Location identification entries:
....
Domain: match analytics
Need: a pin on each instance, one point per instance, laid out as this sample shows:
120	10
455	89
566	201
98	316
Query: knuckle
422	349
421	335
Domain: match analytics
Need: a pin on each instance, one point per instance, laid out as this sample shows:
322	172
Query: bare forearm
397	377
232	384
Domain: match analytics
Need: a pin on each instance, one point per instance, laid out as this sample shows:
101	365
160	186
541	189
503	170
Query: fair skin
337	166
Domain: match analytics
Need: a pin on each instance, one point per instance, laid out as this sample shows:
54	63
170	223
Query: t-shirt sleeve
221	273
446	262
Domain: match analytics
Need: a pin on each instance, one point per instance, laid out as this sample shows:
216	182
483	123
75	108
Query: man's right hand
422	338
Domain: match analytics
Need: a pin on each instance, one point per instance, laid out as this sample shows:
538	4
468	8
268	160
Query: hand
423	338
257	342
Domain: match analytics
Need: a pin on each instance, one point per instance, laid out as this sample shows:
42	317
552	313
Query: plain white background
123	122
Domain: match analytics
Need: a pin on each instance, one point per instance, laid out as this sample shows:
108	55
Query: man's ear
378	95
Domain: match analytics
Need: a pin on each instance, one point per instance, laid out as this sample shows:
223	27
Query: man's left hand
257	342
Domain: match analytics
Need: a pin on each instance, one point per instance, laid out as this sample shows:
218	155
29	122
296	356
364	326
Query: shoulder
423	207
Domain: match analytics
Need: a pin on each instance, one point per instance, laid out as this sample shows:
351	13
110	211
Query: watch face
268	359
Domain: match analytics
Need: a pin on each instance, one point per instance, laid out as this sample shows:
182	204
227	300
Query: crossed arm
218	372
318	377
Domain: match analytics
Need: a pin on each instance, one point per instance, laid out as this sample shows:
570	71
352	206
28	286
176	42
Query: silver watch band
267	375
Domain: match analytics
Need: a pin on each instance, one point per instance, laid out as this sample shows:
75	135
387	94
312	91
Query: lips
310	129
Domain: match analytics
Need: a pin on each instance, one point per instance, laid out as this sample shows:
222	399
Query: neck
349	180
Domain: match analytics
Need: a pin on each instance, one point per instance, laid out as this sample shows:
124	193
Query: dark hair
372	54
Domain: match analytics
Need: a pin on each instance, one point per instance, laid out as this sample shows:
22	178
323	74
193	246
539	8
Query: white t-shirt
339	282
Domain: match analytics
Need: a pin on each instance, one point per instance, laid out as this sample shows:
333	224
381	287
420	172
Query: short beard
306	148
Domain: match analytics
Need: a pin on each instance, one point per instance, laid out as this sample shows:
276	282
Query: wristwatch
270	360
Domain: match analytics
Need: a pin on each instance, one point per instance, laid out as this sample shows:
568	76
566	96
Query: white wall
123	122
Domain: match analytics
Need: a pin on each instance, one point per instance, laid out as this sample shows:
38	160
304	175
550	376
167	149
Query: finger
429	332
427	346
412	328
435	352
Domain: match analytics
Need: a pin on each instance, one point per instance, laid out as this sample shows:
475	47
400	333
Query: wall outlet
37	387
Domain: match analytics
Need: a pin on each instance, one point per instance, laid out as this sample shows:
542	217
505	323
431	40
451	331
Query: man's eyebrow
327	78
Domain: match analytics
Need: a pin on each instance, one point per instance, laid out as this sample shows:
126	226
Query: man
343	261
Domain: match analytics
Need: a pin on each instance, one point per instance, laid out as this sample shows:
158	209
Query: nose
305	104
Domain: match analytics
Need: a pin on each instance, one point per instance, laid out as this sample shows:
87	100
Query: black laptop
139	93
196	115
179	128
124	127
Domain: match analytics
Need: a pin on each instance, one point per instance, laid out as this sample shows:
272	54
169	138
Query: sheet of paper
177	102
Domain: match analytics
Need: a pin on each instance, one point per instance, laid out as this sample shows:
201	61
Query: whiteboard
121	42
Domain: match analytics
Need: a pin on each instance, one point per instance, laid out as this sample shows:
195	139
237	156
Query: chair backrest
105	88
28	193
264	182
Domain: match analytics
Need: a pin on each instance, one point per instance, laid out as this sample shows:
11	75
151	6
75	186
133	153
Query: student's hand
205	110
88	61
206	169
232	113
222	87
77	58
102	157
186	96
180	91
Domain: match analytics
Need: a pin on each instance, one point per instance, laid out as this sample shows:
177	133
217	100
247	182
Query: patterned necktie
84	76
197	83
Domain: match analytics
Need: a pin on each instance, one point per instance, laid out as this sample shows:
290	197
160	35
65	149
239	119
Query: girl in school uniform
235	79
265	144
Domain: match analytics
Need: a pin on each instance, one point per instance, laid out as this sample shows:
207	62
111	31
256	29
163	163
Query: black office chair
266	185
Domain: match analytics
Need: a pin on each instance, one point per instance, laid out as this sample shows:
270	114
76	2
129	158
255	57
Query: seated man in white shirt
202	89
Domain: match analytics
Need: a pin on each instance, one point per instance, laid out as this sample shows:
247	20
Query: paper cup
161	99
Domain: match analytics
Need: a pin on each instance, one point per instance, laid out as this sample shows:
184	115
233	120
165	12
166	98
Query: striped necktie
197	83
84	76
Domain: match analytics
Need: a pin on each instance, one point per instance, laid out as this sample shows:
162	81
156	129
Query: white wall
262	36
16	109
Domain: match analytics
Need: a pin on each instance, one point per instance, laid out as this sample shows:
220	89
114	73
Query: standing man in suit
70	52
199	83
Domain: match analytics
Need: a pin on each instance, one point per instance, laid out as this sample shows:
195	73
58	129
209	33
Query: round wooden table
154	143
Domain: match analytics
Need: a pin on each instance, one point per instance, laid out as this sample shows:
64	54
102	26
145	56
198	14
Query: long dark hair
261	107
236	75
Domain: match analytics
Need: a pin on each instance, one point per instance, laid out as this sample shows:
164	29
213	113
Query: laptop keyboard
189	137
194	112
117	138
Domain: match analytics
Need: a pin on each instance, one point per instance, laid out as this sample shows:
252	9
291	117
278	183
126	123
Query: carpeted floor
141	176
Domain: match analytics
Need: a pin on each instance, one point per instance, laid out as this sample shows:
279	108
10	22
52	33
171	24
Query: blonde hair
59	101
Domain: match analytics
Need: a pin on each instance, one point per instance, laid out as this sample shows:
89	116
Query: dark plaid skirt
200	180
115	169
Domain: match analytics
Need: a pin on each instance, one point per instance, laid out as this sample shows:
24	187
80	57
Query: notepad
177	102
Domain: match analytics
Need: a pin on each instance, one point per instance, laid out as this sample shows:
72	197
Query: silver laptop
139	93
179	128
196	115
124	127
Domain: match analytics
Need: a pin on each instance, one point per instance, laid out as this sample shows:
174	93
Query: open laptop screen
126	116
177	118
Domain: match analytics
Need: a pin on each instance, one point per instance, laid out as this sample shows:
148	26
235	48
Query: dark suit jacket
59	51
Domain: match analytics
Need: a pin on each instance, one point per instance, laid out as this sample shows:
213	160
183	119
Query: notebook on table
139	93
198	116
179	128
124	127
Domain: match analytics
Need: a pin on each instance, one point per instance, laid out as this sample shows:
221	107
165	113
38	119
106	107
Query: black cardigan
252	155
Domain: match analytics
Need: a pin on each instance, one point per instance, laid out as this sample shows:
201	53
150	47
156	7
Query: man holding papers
....
* [Your instructions]:
Output every entry shown above, exactly.

* [Exercise result]:
Domain: match analytics
Need: a pin on each instance, one point per instance, laid out as this sample shows:
120	10
455	89
566	201
98	316
Query: knuckle
422	349
421	335
Domain: match analytics
Need: a pin on each instance, one point per instance, laid out as this sample shows:
322	172
Query: bare forearm
397	377
232	384
Domain: match analytics
Need: a pin on each instance, one point per instance, laid out as this sample shows:
101	365
160	186
541	189
503	170
Query: fair skin
337	166
Domain: match analytics
Need: a pin on each instance, one point per instance, laid out as this sample shows:
54	63
170	223
Query: t-shirt sleeve
221	273
446	262
Domain: match analytics
Need: a pin on each instance, one point per instance, laid out as this sample shows:
216	182
483	123
75	108
Query: man's right hand
422	338
Domain: match analytics
Need: a pin on each instance, one point per instance, laid out as this sample shows:
538	4
468	8
268	160
Query: hand
423	338
257	342
Domain: match analytics
Need: a pin on each instance, one point per instance, laid out as this sample shows:
42	317
552	313
Query: plain white background
123	122
Domain: match analytics
Need: a pin on each instance, one point per instance, laid out as this sample shows:
108	55
Query: man's ear
378	95
Domain: match analytics
Need: a pin on each instance, one point per instance, laid out as this sample shows:
223	27
Query: man's left hand
257	342
Domain: match analytics
Need: a pin on each instance, one point per instance, laid out as this sample shows:
218	155
29	122
296	356
364	326
Query: shoulder
423	207
Domain: match analytics
Need: a pin on each instance, one point per instance, laid out as this sample shows:
351	13
110	211
Query: watch face
268	359
Domain: match analytics
Need: a pin on each instance, one point per instance, laid out as this sample shows:
182	204
227	300
Query: crossed arm
218	372
318	377
Domain: match analytics
Need: a pin on each instance, one point per instance, laid out as this sample shows:
570	71
352	206
28	286
176	42
Query: silver watch band
267	375
Domain: match analytics
Need: a pin on each instance, one point per instance, laid out as this sample shows:
75	135
387	94
312	91
Query: lips
310	129
Domain: match analytics
Need: a pin on each instance, one point per instance, laid out as this sample shows:
222	399
Query: neck
349	180
Domain: match analytics
Need: a pin on each instance, one point per instance, laid out as this sample shows:
124	193
Query: dark hair
372	54
Domain: match analytics
Need: a pin on each instance, one point per instance, laid out as this sample shows:
22	178
323	74
193	246
539	8
Query: white t-shirt
339	282
Domain: match analytics
Need: a pin on each instance, one point per instance, laid out as this sample shows:
333	224
381	287
420	172
Query: short beard
306	148
Domain: match analytics
Need: a pin on each instance, one point per instance, laid out as this sample shows:
276	282
Query: wristwatch
270	360
Domain: match analytics
Need: a pin on each instance, one point per instance, laid out as this sample shows:
568	76
566	96
Query: white wall
123	122
Domain: match analytics
Need: a pin on each instance, one point per instance, laid out as this sample shows:
38	160
304	175
550	376
167	149
Query: finger
429	332
427	346
412	328
435	352
Domain: match analytics
Need: a pin on each instance, one point per instance, laid out as this sample shows:
475	47
400	333
Query: wall outlet
37	387
Domain: match analytics
Need: a pin on each instance, one point per instance, laid out as this sample shows:
542	217
505	323
431	40
451	331
Query: man's eyebrow
327	78
Domain: match analytics
Need: a pin on each instance, one point per instance, laid out as this sample shows:
126	226
Query: man
343	261
Domain: match analytics
Need: a pin on each instance, one point per instance, laid out as this sample shows:
158	209
Query: nose
305	104
Domain: match analytics
Need: a pin on each instance, one point per instance, laid out as this sample shows:
87	100
Query: black laptop
139	93
196	115
179	128
124	127
Domain: match analytics
Need: a pin on each instance, one point per instance, laid out as this sample shows:
272	54
169	138
Query: sheet of paper
177	102
Domain: match analytics
Need: a pin on each instance, one point per instance, laid out as this sample shows:
201	61
Query: whiteboard
121	42
Domain: match analytics
Need: a pin on each instance, one point per instance, laid out as this sample shows:
195	139
237	156
Query: chair backrest
105	88
28	193
264	182
Domain: match analytics
Need: a pin on each instance, one point per instance, laid out as this sample shows:
11	75
151	6
75	186
133	153
Query: student's hand
205	110
88	61
206	169
232	113
222	87
77	58
102	157
186	96
180	91
Domain: match analytics
Need: a pin on each instance, one point per instance, laid out as this sample shows:
177	133
217	100
247	182
Query: patterned necktie
84	76
197	83
Domain: match analytics
Need: a pin on each instance, one point per instance, laid out as this sample shows:
290	197
160	35
65	149
239	119
Query: girl in school uniform
235	79
265	144
Domain: match analytics
Need: a pin on each instance, one point per instance, laid out as this sample shows:
207	62
111	31
256	29
163	163
Query: black office chair
266	185
Domain: match analytics
Need: a pin on each instance, one point per instance, laid out as this sample shows:
270	114
76	2
129	158
255	57
Query: seated man in white shirt
202	89
Domain: match analytics
Need: a pin on each instance, one point per instance, laid out as this sample shows:
247	20
Query: paper cup
161	99
Domain: match analytics
Need: a pin on each instance, one point per instance, laid out as this sample shows:
184	115
233	120
165	12
166	98
Query: striped necktie
197	83
84	76
Domain: match analytics
Need: a pin on each instance, one point per instance, laid out as this sample shows:
162	81
156	129
Query: white wall
262	36
16	109
Domain: match analytics
Need: a pin on each instance, one point per instance, laid out as this sample shows:
220	89
114	73
Query: standing man in suit
70	52
199	83
Domain: match analytics
Need: a pin on each instance, one point per instance, laid out as this sample shows:
195	73
58	129
209	33
Query: round wooden table
154	143
Domain: match analytics
Need: a pin on each instance, one point per instance, laid out as this sample shows:
64	54
102	26
145	56
198	14
Query: long dark hair
261	107
236	75
Domain: match analytics
Need: a pin on each instance, one point per instance, laid out as this sample shows:
164	29
213	113
Query: laptop keyboard
189	137
194	112
117	138
Domain: match analytics
Need: a pin on each instance, one point per instance, laid out as this sample shows:
252	9
291	117
278	183
126	123
Query: carpeted floor
141	176
Domain: match analytics
Need: a pin on each instance, one point per instance, laid out as this sample shows:
279	108
10	22
52	33
171	24
Query: blonde hair
59	101
Domain: match analytics
Need: a pin on each instance, one point per instance, laid out as this sample shows:
89	116
Query: dark plaid skirt
200	180
115	169
Domain: match analytics
Need: a pin on each instance, one point per instance, laid out as this sample shows:
24	187
80	57
Query: notepad
177	102
Domain: match analytics
Need: a pin on each instance, one point per instance, laid out as this sample shows:
72	197
Query: silver laptop
139	93
179	128
196	115
124	127
Domain: match analytics
Need: a pin on each instance, one point per instance, laid out as this sample shows:
174	93
Query: open laptop screen
126	116
177	118
Domain: match analytics
Need: a pin on each instance, one point per instance, laid out as this sample shows:
148	26
235	48
Query: dark suit jacket
59	51
Domain: match analytics
Need: a pin on each instance, one point per instance, laid out as this sample shows:
213	160
183	119
Query: notebook on table
139	93
198	116
179	128
124	127
Domain: match analytics
Need: a pin on each instance, one point per instance, laid out as this sample shows:
221	107
165	113
38	119
106	107
Query: black cardigan
252	155
Domain: match analytics
Need: a pin on each instance, one point per instance, laid out as this sample shows:
201	53
150	47
156	7
Query: man holding papers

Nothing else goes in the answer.